**Source extract:**
——————
Waging a war on drugs is like playing a game of Whac-A-Mole.
In 2005 Congress addressed the “meth crisis” by passing the Combat Methamphetamine Epidemic Act that, among other things, made the popular decongestant Sudafed, used by homegrown labs to make meth, a behind-the-counter drug and restricted its sale to patients. It didn’t take long for Mexican drug cartels to fill the void created by the crackdown on domestic meth labs, and to find other and better ways to manufacture meth. Now the Centers for Disease Control and Prevention report methamphetamine-related deaths at record high levels.
Reacting to the fact that the synthetic opioid fentanyl and its analogs— largely made and smuggled into the U.S. by labs in China—is responsible for up to 75 percent of opioid-related deaths, the Trump administration persuaded China to impose a ban on the production of fentanyl and its analogs in April 2019. By the fall of 2019 a new synthetic opioid, isotonitazene, made its debut in U.S. and Canadian black markets. The drug, which is not a derivative of fentanyl but equally as potent, is legal to export from China and is not banned in North America or Europe.
In March of this year Vice gave a detailed report on how this synthetic opioid has been found in counterfeit Dilaudid tablets sold on the streets in Nova Scotia, mixed with heroin sold in the U.S., and is sold in underground markets in Europe.
Research by the University of Pittsburgh shows that overdose deaths from licit and illicit drugs have been increasing exponentially since at least the late 1970s and show no signs of slowing. The drug that predominates as the cause of death has changed over the years, but the trend continues. In the beginning of this century prescription opioids that were diverted to the street were predominant. As prescriptions of opioids dropped, non-medical users migrated to heroin. Soon thereafter fentanyl and its analogs emerged on the scene, and now make up the bulk of opioid-related overdose deaths.
As efforts are underway to crack down on illicit fentanyl, don’t be surprised if isotonitazene is the next big thing.
——————
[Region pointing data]

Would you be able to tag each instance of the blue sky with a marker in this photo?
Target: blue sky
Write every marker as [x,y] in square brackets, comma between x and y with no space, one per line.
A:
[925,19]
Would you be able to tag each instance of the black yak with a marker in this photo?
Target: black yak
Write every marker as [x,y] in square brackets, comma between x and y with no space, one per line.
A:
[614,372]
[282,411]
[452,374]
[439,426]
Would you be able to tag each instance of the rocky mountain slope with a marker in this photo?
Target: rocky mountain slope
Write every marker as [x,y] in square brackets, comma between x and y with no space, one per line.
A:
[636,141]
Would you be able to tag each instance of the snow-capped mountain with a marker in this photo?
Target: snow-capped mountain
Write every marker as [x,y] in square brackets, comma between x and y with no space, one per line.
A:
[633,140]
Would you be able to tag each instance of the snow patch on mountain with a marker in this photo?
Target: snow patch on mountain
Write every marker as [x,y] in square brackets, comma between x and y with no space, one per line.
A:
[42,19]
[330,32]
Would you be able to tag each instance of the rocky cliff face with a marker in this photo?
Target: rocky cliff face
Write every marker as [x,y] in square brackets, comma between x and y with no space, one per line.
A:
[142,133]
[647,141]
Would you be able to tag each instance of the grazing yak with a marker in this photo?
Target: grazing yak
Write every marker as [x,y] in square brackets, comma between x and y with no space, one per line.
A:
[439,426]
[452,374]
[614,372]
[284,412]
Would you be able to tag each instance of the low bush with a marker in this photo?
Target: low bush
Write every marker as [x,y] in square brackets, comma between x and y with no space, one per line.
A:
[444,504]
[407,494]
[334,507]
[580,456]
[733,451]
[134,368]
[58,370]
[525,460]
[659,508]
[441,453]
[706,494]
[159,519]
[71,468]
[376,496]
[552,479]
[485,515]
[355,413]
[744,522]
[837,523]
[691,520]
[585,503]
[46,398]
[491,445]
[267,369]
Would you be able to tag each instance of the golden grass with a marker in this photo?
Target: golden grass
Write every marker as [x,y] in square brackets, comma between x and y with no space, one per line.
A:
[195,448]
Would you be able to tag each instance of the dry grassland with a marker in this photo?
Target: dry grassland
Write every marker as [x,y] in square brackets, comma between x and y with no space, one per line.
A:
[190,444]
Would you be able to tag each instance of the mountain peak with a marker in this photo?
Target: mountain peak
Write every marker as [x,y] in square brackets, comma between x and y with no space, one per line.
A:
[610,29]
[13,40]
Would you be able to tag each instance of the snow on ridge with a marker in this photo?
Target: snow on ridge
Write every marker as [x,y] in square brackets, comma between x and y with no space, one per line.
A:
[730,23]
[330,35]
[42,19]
——————
**Your instructions:**
From the text on drug crackdowns above, list every time reference that includes a specific year number.

**Answer to this problem:**
- 2005
- April 2019
- the fall of 2019
- the late 1970s